> [Dataset items]
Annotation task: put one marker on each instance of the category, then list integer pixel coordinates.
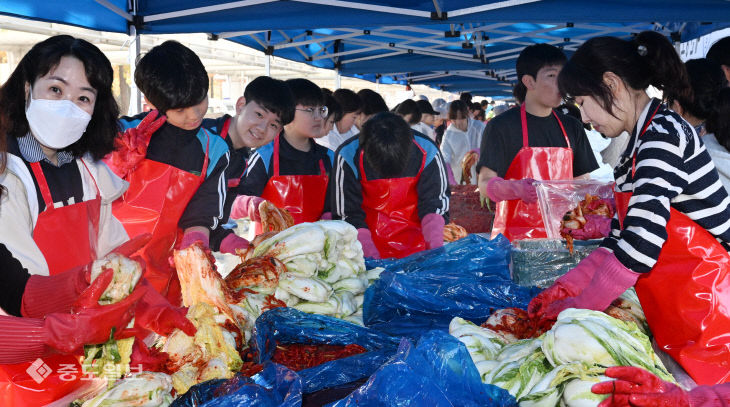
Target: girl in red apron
(55, 214)
(672, 231)
(301, 187)
(392, 186)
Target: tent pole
(135, 96)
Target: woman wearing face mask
(58, 118)
(458, 140)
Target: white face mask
(56, 123)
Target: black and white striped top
(673, 168)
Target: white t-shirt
(334, 138)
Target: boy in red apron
(531, 143)
(391, 184)
(175, 168)
(292, 171)
(266, 106)
(671, 234)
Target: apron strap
(523, 119)
(42, 184)
(636, 145)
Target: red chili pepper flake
(299, 356)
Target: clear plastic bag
(558, 197)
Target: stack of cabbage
(325, 270)
(561, 365)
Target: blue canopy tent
(455, 45)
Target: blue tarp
(404, 40)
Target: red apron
(154, 202)
(519, 220)
(66, 235)
(67, 238)
(302, 195)
(391, 212)
(686, 296)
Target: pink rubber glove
(191, 237)
(230, 243)
(499, 189)
(637, 387)
(368, 246)
(568, 285)
(246, 206)
(609, 281)
(432, 227)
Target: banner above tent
(439, 43)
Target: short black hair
(385, 140)
(333, 108)
(707, 79)
(720, 52)
(372, 102)
(273, 95)
(647, 59)
(407, 107)
(456, 107)
(348, 100)
(531, 60)
(98, 139)
(305, 92)
(171, 76)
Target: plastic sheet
(558, 197)
(468, 278)
(540, 262)
(287, 325)
(275, 386)
(438, 372)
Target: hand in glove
(48, 294)
(637, 387)
(499, 189)
(610, 279)
(568, 285)
(368, 246)
(246, 206)
(432, 227)
(131, 146)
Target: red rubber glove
(145, 359)
(432, 227)
(499, 189)
(368, 246)
(131, 146)
(637, 387)
(90, 323)
(195, 236)
(609, 281)
(246, 206)
(44, 295)
(568, 285)
(232, 242)
(155, 313)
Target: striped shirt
(673, 169)
(433, 187)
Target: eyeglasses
(316, 112)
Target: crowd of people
(79, 182)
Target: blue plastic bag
(288, 325)
(274, 386)
(438, 372)
(469, 278)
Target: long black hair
(647, 59)
(98, 139)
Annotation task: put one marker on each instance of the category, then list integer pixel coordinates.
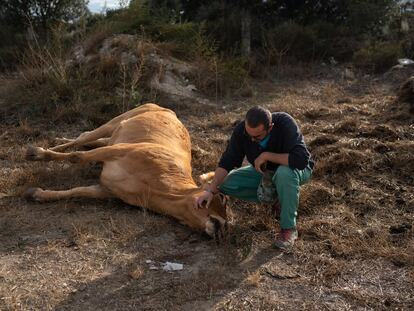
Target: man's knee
(285, 174)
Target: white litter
(166, 266)
(405, 61)
(172, 266)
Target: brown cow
(146, 155)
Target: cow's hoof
(30, 194)
(217, 228)
(34, 153)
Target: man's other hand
(260, 162)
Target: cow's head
(216, 225)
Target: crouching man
(279, 164)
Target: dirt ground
(355, 250)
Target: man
(271, 142)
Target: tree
(40, 13)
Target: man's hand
(260, 161)
(206, 196)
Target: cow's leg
(93, 192)
(106, 130)
(95, 155)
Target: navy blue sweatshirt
(285, 137)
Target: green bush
(290, 40)
(378, 57)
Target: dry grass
(355, 249)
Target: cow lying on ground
(146, 155)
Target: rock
(348, 74)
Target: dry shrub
(318, 113)
(347, 126)
(342, 161)
(313, 196)
(322, 140)
(254, 278)
(93, 41)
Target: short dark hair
(258, 115)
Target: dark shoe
(286, 239)
(276, 210)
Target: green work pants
(242, 183)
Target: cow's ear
(206, 178)
(223, 199)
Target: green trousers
(242, 183)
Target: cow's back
(160, 126)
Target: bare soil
(355, 250)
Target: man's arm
(278, 158)
(219, 176)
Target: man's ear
(270, 127)
(223, 199)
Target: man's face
(256, 134)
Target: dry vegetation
(355, 250)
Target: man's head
(258, 123)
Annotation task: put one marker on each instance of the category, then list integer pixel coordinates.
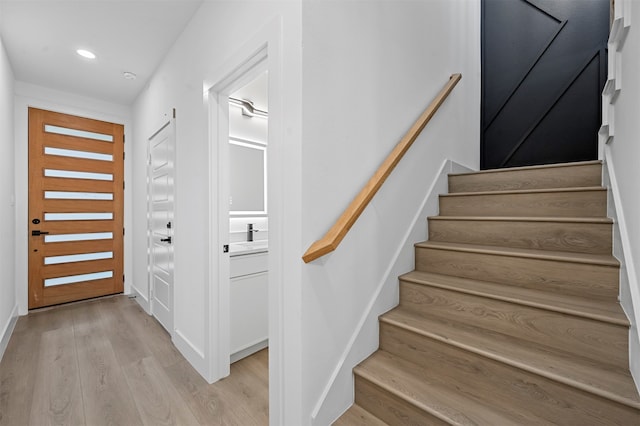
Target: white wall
(31, 95)
(353, 77)
(217, 36)
(369, 70)
(253, 129)
(8, 302)
(622, 155)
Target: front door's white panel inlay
(78, 216)
(54, 260)
(64, 238)
(77, 133)
(70, 174)
(62, 195)
(71, 279)
(77, 154)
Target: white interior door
(161, 224)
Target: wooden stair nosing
(583, 337)
(557, 256)
(536, 167)
(560, 219)
(358, 416)
(438, 392)
(518, 295)
(526, 191)
(516, 363)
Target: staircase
(511, 316)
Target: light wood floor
(107, 362)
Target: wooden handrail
(330, 241)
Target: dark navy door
(543, 71)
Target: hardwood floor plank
(17, 377)
(127, 343)
(216, 404)
(107, 398)
(106, 361)
(158, 401)
(155, 338)
(57, 398)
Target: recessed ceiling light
(86, 54)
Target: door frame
(168, 120)
(284, 336)
(28, 95)
(219, 115)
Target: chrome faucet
(250, 231)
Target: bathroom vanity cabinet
(249, 308)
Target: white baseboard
(142, 300)
(8, 330)
(249, 350)
(192, 354)
(629, 291)
(338, 393)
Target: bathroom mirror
(248, 181)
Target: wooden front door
(543, 71)
(76, 186)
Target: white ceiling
(41, 38)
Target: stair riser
(593, 238)
(562, 277)
(386, 406)
(595, 340)
(496, 383)
(543, 178)
(592, 203)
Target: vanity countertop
(248, 247)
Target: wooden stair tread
(559, 256)
(526, 191)
(433, 394)
(358, 416)
(598, 220)
(536, 167)
(605, 381)
(600, 310)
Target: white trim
(285, 384)
(631, 278)
(249, 350)
(364, 340)
(190, 351)
(142, 300)
(8, 330)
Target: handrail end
(317, 250)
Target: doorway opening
(248, 219)
(243, 310)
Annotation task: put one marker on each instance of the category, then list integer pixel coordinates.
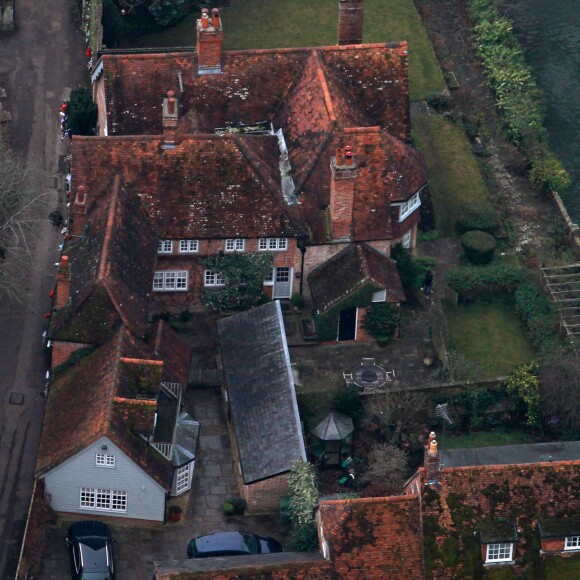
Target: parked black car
(91, 551)
(231, 544)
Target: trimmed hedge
(479, 247)
(517, 95)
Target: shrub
(303, 500)
(82, 112)
(476, 217)
(479, 247)
(470, 281)
(381, 320)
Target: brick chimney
(210, 36)
(350, 21)
(170, 116)
(62, 283)
(432, 460)
(79, 213)
(343, 176)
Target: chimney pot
(204, 18)
(215, 18)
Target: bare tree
(560, 392)
(22, 205)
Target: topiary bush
(479, 247)
(381, 320)
(476, 217)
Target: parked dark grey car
(91, 551)
(231, 544)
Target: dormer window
(499, 553)
(407, 208)
(165, 247)
(235, 245)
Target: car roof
(231, 541)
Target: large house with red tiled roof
(115, 441)
(299, 152)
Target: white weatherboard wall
(145, 497)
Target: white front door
(282, 282)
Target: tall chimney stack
(209, 42)
(350, 21)
(343, 174)
(79, 212)
(170, 117)
(432, 460)
(62, 283)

> [Task statement] Copy every entry word for word, but omit the pictures.

> [Response to this exercise]
Annotation task: put one marker on each instance of the category, then list integer pixel coordinates.
Target: girl in red apron
(55, 214)
(672, 231)
(301, 187)
(392, 186)
Target: tent pole
(135, 96)
Target: woman wearing face mask
(58, 118)
(458, 140)
Target: white face mask
(56, 123)
Target: black and white striped top
(673, 168)
Target: white t-shirt
(334, 138)
Target: boy in red apron
(531, 143)
(391, 184)
(175, 168)
(292, 171)
(266, 106)
(671, 234)
Target: apron strap
(523, 119)
(42, 184)
(636, 145)
Target: red chili pepper flake
(299, 356)
Target: clear plastic bag
(558, 197)
Target: stack of cabbage
(325, 270)
(561, 365)
Target: blue canopy tent
(455, 45)
Target: blue tarp
(404, 40)
Target: red apron
(154, 202)
(519, 220)
(66, 235)
(67, 238)
(302, 195)
(391, 212)
(686, 296)
Target: pink rubber glove
(191, 237)
(230, 243)
(499, 189)
(637, 387)
(368, 246)
(568, 285)
(246, 206)
(609, 281)
(432, 227)
Target: banner above tent
(439, 43)
Target: short black hair
(385, 140)
(333, 108)
(707, 79)
(720, 52)
(372, 102)
(273, 95)
(647, 59)
(407, 107)
(456, 107)
(348, 100)
(531, 60)
(98, 139)
(305, 92)
(171, 76)
Target: plastic sheet
(558, 197)
(468, 278)
(540, 262)
(287, 325)
(275, 386)
(438, 372)
Target: hand in glove
(48, 294)
(637, 387)
(499, 189)
(610, 279)
(568, 285)
(368, 246)
(246, 206)
(432, 227)
(131, 146)
Target: red rubber glove
(145, 359)
(432, 227)
(499, 189)
(368, 246)
(131, 146)
(637, 387)
(90, 323)
(195, 236)
(609, 281)
(246, 206)
(44, 295)
(568, 285)
(232, 242)
(155, 313)
Target: striped shirt
(673, 169)
(433, 187)
Target: eyeglasses
(316, 112)
Target: crowd of people
(79, 182)
Target: blue plastic bag
(288, 325)
(274, 386)
(438, 372)
(469, 278)
Target: long black hair
(647, 59)
(98, 139)
Annotation task: put one marker on each instance of the category, then list integer pixel coordinates.
Target: man's knee
(285, 174)
Target: white litter
(166, 266)
(405, 61)
(172, 266)
Target: brown cow
(146, 155)
Target: cow's hoof
(30, 194)
(217, 228)
(34, 153)
Target: man's other hand
(260, 162)
Target: cow's head
(216, 225)
Target: crouching man
(279, 164)
Target: dirt ground
(355, 250)
Target: man
(271, 142)
Target: tree
(40, 13)
Target: man's hand
(260, 161)
(206, 196)
Target: cow's leg
(93, 192)
(106, 130)
(95, 155)
Target: navy blue sweatshirt
(285, 137)
Target: green bush
(290, 40)
(378, 57)
Target: dry grass
(355, 249)
Target: cow lying on ground
(146, 155)
Target: rock
(348, 74)
Target: dry shrub
(318, 113)
(347, 126)
(342, 161)
(313, 196)
(322, 140)
(254, 278)
(93, 41)
Target: short dark hair
(258, 115)
Target: dark shoe
(286, 239)
(276, 210)
Target: green work pants
(242, 183)
Target: cow's ear
(206, 178)
(223, 199)
Target: green trousers
(242, 183)
Target: cow's back
(160, 126)
Target: bare soil
(355, 250)
Target: man's arm
(278, 158)
(219, 176)
Target: man's ear
(270, 127)
(223, 199)
Target: man's face
(256, 134)
Target: dry vegetation
(355, 250)
Target: man's head
(258, 123)
Annotation task: put one marker on each instance of the category, then list integer pixel coordinates.
Target: white wall
(31, 95)
(353, 77)
(217, 36)
(369, 70)
(253, 129)
(8, 302)
(622, 155)
Target: front door's white panel inlay
(78, 216)
(54, 260)
(64, 238)
(77, 133)
(70, 174)
(62, 195)
(71, 279)
(77, 154)
Target: white interior door
(161, 224)
Target: wooden stair nosing
(583, 337)
(557, 256)
(536, 167)
(560, 219)
(358, 416)
(438, 392)
(518, 295)
(526, 191)
(516, 363)
Target: staircase
(511, 316)
Target: light wood floor
(107, 362)
Target: wooden handrail
(330, 241)
Target: dark navy door
(543, 71)
Target: hardwood floor plank
(17, 377)
(127, 343)
(216, 404)
(107, 398)
(106, 361)
(158, 401)
(155, 338)
(57, 398)
Target: recessed ceiling light
(86, 54)
Target: door frame
(168, 120)
(284, 336)
(28, 95)
(219, 115)
Target: chrome faucet
(250, 231)
Target: bathroom vanity cabinet
(249, 308)
Target: white baseboard
(142, 300)
(8, 330)
(249, 350)
(192, 354)
(629, 291)
(338, 393)
Target: bathroom mirror
(248, 181)
Target: wooden front door
(543, 71)
(76, 186)
Target: white ceiling
(41, 38)
Target: stair riser
(593, 238)
(562, 277)
(386, 406)
(595, 340)
(496, 383)
(543, 178)
(592, 203)
Target: vanity countertop
(248, 247)
Target: wooden stair tread
(559, 256)
(526, 191)
(433, 394)
(358, 416)
(598, 220)
(536, 167)
(605, 381)
(600, 310)
Target: white trim
(285, 384)
(631, 278)
(249, 350)
(364, 340)
(190, 351)
(142, 300)
(8, 330)
Target: handrail end
(317, 250)
Target: doorway opening
(248, 219)
(243, 310)
Annotation task: put one marker on each instance of the category, then list integer pixel coordinates.
Target: parked black car
(91, 551)
(231, 544)
Target: trimmed hedge
(479, 247)
(517, 95)
Target: shrub
(303, 500)
(82, 112)
(476, 217)
(479, 247)
(470, 281)
(381, 320)
Target: brick chimney
(210, 36)
(350, 21)
(170, 116)
(62, 283)
(432, 460)
(79, 213)
(343, 176)
Target: chimney pot
(204, 18)
(215, 18)
Target: bare tree
(560, 392)
(22, 205)
Target: topiary bush
(479, 247)
(381, 320)
(476, 217)
Target: parked dark grey car
(91, 551)
(231, 544)
Target: dormer window
(499, 553)
(407, 208)
(165, 247)
(235, 245)
Target: car roof
(231, 541)
Target: large house with red tiled roof
(115, 441)
(299, 152)
Target: white weatherboard wall
(145, 497)
Target: white front door
(282, 282)
Target: tall chimney stack
(209, 42)
(350, 21)
(343, 174)
(79, 212)
(170, 117)
(432, 460)
(62, 283)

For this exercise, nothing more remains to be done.